### Mise en pratique
- A) D'après l'extrait sur l'Avent, de quoi le temps de l'Avent est-il le temps ? Donnez la liste complète.
- B) Ces affirmations s'accordent-elles avec l'extrait sur l'Avent ? Répondez par oui ou non et citez les mots du texte qui tranchent.
(i) Selon la citation de Pascal, le Messie est venu avec l'éclat attendu.
(ii) La démarche synodale a été vécue au début de cette année.
(iii) Aujourd'hui, chaque paroisse a encore son curé.
- C) Reprenez l'extrait sur l'Avent là où il s'arrête et poursuivez-le.

### Extrait
Le grand Pascal résume bien les choses : « Il est venu dans le temps prédit, mais non pas avec l’éclat attendu, et ainsi ils n’ont pas pensé que c’était lui. » En effet, un enfant, comme celui de Bethléem, peut-il changer le monde ?
Au lieu du Messie qui fait venir le ciel sur la terre, Jésus s’inscrit profondément dans notre condition humaine, fragile et limitée. Jésus, s’il est le Messie, le Sauveur, inverse l’image que s’en font les hommes. Ce qui oblige à une radicale conversion de notre attente, de notre espérance.
Le temps de l’Avent reste cependant celui du désir, de l’attente d’un monde neuf, le temps de l’espérance et de la joie. Mais pas de miracle, de baguette magique.
La démarche synodale, vécue au début de cette année, a révélé en particulier une forte attente, celle d’une Église qui retrouve sa vigueur et la jeunesse. La transmission de la foi aux générations suivantes est le grand défi avec l’absence des jeunes, qui en est une conséquence. Cette absence nous renvoie au vrai problème : que signifions-nous en tant qu’Église pour cette jeunesse et pour la société ?
Aujourd’hui, dans un monde où s’effacent les références chrétiennes, les disciples de Jésus se trouvent, de fait, enfouis au coeur des masses et dans le concert des convictions et religions. Les chrétiens réduits à quelques-uns et disséminés dans l’espace pluriel de notre société, ont à se rassembler en petites fraternités attirant à elles par la qualité fraternelle de leur vie, leur hospitalité et leur sens du service.
Autour de nous, l’organisation en paroisses avec chacune son curé a laissé place à une sorte d’archipel fait de quelques îlots où vivent des chrétiens, un petit reste menacé de disparition s’il vit isolé. Ils ont besoin de lieux et de temps « sources », de petites communautés de foi vivantes réunies autour de la parole de Dieu et de sa saveur eucharistique, des groupes de partage où l’on relit sa vie à la lumière de la foi. Bref de petites fraternités où se nourrir et partager sa foi.

### Lignes extraites
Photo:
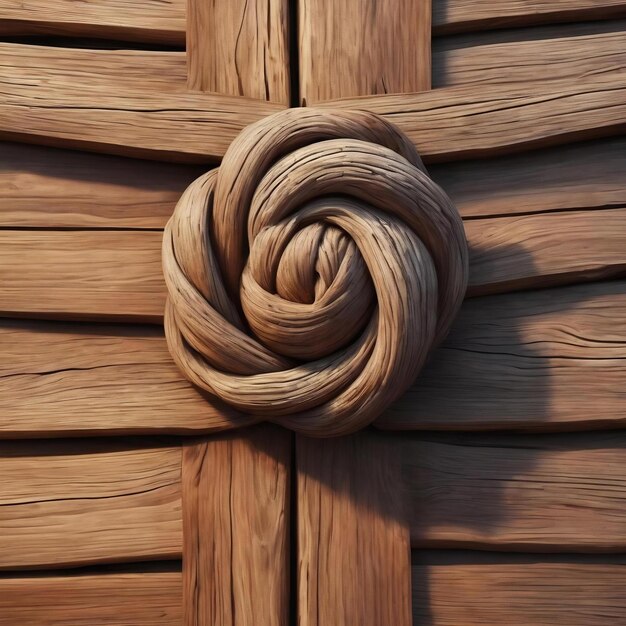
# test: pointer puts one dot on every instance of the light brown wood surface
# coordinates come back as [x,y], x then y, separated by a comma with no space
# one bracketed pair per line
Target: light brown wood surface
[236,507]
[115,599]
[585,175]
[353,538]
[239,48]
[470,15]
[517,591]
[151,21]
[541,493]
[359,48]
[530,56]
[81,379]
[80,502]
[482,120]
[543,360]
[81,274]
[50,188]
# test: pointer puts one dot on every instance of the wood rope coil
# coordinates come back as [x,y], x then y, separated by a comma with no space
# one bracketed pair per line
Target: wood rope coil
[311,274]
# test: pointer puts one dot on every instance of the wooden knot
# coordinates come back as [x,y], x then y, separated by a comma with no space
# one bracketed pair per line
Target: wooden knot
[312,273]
---
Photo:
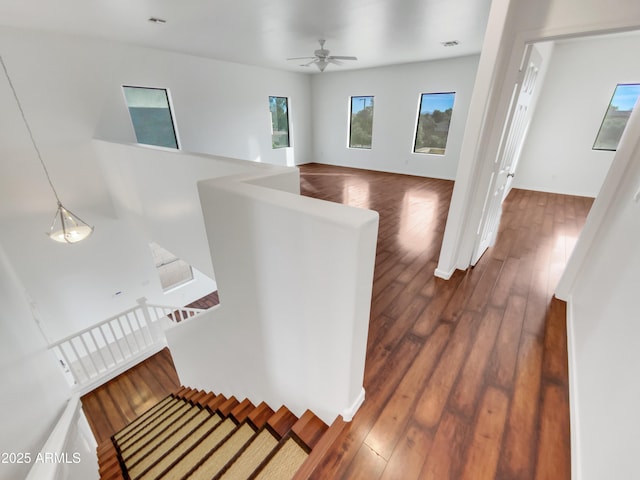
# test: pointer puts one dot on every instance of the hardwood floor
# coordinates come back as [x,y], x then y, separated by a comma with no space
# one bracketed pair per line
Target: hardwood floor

### Réponses rédigées
- A)
- le désir
- l'attente d'un monde neuf
- l'espérance
- la joie

- B)
(i) Non : « mais non pas avec l’éclat attendu »
(ii) Oui : « La démarche synodale, vécue au début de cette année »
(iii) Non : « l’organisation en paroisses avec chacune son curé a laissé place à une sorte d’archipel »

- C)
L’avenir de l’Église comme de la foi ne peut être que la fraternité.
4ème Avent Mt 1, 18-24. Theux 2022
« La vierge concevra et mettra au monde un fils auquel on donnera le nom d’Emmanuel qui se traduit : Dieu-avec-nous ».
Dieu vient habiter parmi les hommes. En Jésus, Dieu est désormais avec nous. Cet enfant que porte Marie, c’est la promesse qui se réalise. Toute l’attente des siècles et des peuples se concrétise : un enfant nous est donné. Jésus est la Bonne Nouvelle promise. Marie et Joseph nous l’ont donné, à nous de le donner au monde, lui le Sauveur.
Faire connaître Jésus, tel est le grand désir du chrétien. Pour s’en rendre capable, il doit partager la vie et entrer dans la culture de l’autre, devenir son ami, un compagnon. « Ce sont l’amitié et la solidarité qui évangélisent », écrit le cardinal. Il s’agit d’appliquer la méthode de Jésus qui nous a apporté l’Évangile en partageant notre existence. « Le Verbe s’est fait chair et il a habité parmi nous. » De même l’Église, le chrétien, ne peut annoncer l’Évangile qu’en partageant le sort des hommes, allant à leur rencontre avec respect et douceur.
Pour témoigner de l’Évangile, douceur et respect qualifient la manière dont l’Église se présente dans la société. Mais aussi la manière dont vivent entre eux les membres de l’Église. Pour le cardinal, « le processus synodal a été un sérieux apprentissage : s’approcher les uns des autres avec respect et douceur et s’écouter mutuellement. S’intéresser à autrui et à ce qu’il a à dire ou vit. Cela n’exclut pas la différence d’opinion et la discussion, mais avec respect et amour. »
La mission des chrétiens est d’allumer « des lumières d’espérance au milieu des ténèbres, de témoigner de l’Évangile de la joie et construire un monde plus fraternel, d’aller, écrit le pape François, « dans les angles cachés, obscurs des villes où prolifère une pauvreté rejetée. Ne fuyons pas pour nous défendre de l’histoire, mais luttons pour donner à cette histoire un visage différent ».
Alors, naît l’espérance de Noël, celle d’un monde plus humain et fraternel.